→ **WHAT TO DO**
Every entry here needs to be repeated exactly.

[Pointing records]
────────

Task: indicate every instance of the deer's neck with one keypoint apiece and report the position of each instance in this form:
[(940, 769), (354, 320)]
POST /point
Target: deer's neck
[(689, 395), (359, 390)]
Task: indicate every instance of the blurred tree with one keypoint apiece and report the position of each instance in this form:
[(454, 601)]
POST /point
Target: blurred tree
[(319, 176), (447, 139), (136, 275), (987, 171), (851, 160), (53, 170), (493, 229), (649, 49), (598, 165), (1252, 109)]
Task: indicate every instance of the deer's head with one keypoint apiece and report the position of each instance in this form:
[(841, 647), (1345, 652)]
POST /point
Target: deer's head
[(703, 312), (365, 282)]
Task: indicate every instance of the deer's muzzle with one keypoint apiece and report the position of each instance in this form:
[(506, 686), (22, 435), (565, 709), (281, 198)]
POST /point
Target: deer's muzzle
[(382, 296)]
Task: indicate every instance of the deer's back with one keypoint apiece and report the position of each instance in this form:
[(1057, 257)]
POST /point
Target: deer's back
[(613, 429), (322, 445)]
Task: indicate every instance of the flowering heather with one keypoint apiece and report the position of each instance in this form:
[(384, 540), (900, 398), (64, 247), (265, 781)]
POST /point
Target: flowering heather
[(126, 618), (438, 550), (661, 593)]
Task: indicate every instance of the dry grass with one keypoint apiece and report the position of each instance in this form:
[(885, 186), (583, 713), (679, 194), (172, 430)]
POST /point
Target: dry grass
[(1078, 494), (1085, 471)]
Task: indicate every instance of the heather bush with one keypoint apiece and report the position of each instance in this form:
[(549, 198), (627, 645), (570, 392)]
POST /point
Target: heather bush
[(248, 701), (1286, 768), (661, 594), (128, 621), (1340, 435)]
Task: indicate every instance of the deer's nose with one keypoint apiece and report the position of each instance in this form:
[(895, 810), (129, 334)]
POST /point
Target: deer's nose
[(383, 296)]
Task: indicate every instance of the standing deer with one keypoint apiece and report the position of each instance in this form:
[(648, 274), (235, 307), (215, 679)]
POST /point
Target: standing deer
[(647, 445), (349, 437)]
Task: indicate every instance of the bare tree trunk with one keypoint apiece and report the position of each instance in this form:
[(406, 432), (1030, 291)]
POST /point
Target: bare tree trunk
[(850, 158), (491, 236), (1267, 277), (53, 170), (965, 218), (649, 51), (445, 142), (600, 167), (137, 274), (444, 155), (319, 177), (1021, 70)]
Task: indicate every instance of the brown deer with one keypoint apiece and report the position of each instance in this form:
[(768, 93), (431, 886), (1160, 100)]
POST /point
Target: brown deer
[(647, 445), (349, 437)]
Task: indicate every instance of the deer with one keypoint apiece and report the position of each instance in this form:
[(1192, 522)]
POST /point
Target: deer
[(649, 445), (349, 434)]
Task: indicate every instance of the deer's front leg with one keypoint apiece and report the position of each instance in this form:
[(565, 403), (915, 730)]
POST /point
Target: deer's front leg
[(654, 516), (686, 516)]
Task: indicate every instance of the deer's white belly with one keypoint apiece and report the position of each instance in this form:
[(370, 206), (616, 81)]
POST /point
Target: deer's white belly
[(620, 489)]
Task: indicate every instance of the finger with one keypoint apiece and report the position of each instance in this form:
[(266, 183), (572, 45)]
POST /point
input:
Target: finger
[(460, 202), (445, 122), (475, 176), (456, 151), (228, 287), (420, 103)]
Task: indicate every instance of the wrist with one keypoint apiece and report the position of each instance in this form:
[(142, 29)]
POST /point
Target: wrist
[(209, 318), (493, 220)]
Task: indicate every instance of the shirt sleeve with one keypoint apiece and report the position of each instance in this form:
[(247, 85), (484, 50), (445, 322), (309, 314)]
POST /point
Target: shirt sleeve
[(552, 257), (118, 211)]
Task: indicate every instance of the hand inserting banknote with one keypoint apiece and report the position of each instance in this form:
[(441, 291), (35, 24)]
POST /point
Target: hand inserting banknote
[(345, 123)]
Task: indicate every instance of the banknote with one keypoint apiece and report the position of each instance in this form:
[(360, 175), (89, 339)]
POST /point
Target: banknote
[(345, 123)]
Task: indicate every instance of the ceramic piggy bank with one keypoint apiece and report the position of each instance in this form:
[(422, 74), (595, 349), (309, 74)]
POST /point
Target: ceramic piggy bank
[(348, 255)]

────────

→ **ANSWER TO THE TASK**
Task: indicate every instance of the deer's neck with one keypoint apiece and report the position of each instance in this form:
[(940, 769), (354, 320)]
POST /point
Target: deer's neck
[(689, 395), (359, 390)]
Task: indicate every instance of the blurred tree with one keypoint apiece and report the position of each instance in this form:
[(454, 601)]
POST /point
Target: blurred tree
[(319, 176), (447, 139), (136, 275), (987, 171), (851, 160), (53, 170), (493, 229), (649, 49), (598, 165), (1252, 109)]
Task: indicate every instance of the deer's head with one keypoint apiece and report the position of each instance in this form:
[(841, 647), (1345, 652)]
POST /point
Target: deer's head
[(703, 312), (365, 282)]
Task: indicate every instance of the deer's muzzle with one keypoint apiece and report the position of each instance in this form:
[(506, 686), (22, 435), (565, 709), (281, 198)]
POST /point
Target: deer's muzzle
[(382, 296)]
Task: indicate every instance of the deer's back with one keypoint apiece and report the position of each instance in this form:
[(1057, 257)]
POST /point
Target: deer's back
[(613, 429), (322, 445)]
Task: indicate every instance of the flowering heather with one keypoint apiece and report the position of each instance in this form:
[(384, 540), (900, 398), (64, 247), (265, 781)]
POST /point
Target: flowering heather
[(126, 618), (438, 550), (661, 593)]
Task: indicate every instance of the dry grass with one keypoint apiece and report the position of each instance in this form:
[(885, 186), (583, 713), (679, 194), (172, 430)]
POST /point
Target: dry grass
[(1078, 494), (1085, 471)]
Task: indicate every instance of the heather bush with one keypoint apiece and report the position of each instance in this form:
[(549, 198), (627, 645), (570, 392)]
POST /point
Target: heather bush
[(248, 701), (1286, 768), (661, 594), (128, 621), (1340, 435)]
Task: indicate every instance of the deer's nose with one keypoint apiece and report the position of each instance in this form:
[(895, 810), (129, 334)]
POST /point
Target: deer's nose
[(383, 296)]
Task: indicate every instance of the standing deer with one keypoint apiece and report the position of each instance in this form:
[(648, 274), (235, 307), (215, 679)]
POST /point
Target: standing deer
[(647, 445), (349, 437)]
Task: indicate every instance of the bare tree trunk with one keypoint apiece and report the position of each instance in this form:
[(406, 432), (1030, 291)]
POST /point
Target: bare tree trunk
[(850, 158), (491, 236), (1267, 277), (53, 170), (965, 218), (649, 51), (445, 142), (600, 167), (137, 274), (444, 155), (319, 177), (1021, 70)]
Task: indicate every instance of the brown deer with one keypoint apiece and report the position of each instance in this form:
[(768, 93), (431, 886), (1160, 100)]
POST /point
Target: brown deer
[(647, 445), (349, 437)]
Task: indicate every instance of the deer with one keypoint apiece and report the position of each instance in this form:
[(1192, 522)]
POST /point
Target: deer
[(649, 445), (349, 434)]
Task: indicate every instance of the deer's front leg with one keypoint apiece and report the position of each instance in this form:
[(565, 403), (915, 730)]
POST /point
Target: deer's front leg
[(654, 516), (686, 516)]
Task: indicate every instance of the deer's white belly with one keypoint apiece and report the position of each instance in this form:
[(370, 206), (616, 81)]
POST /point
Target: deer's white belly
[(620, 489)]
Task: indicate every instance of the finger with one keypoint apiece and report the position of each instance in this form:
[(266, 183), (572, 45)]
POST /point
input:
Target: finger
[(460, 202), (445, 122), (475, 176), (456, 151), (228, 287), (420, 103)]
Task: indicate every instance of the wrist with one keypoint apiece and report the position of each instance in this form:
[(142, 29)]
POST /point
Target: wrist
[(209, 318), (493, 220)]
Task: indicate every instance of the shirt sleeve with one keypoint apiece and report the position of each instance in this form:
[(247, 85), (484, 50), (445, 322), (309, 314)]
POST /point
Target: shirt sleeve
[(552, 257), (118, 211)]
Task: indicate every instance of the hand inserting banknote with one keypoint apiece and report the position of each instance in this form:
[(441, 291), (35, 24)]
POST /point
Target: hand inserting banknote
[(345, 123)]
Task: indicate every instance of the banknote with one keypoint apiece and report the position of each instance in this form:
[(360, 175), (89, 339)]
POST /point
Target: banknote
[(345, 123)]
Task: indicate every instance of the ceramic piggy bank with one keypoint apiece and report the position of each instance in this form:
[(422, 74), (595, 349), (309, 74)]
POST /point
Target: ceramic piggy bank
[(348, 255)]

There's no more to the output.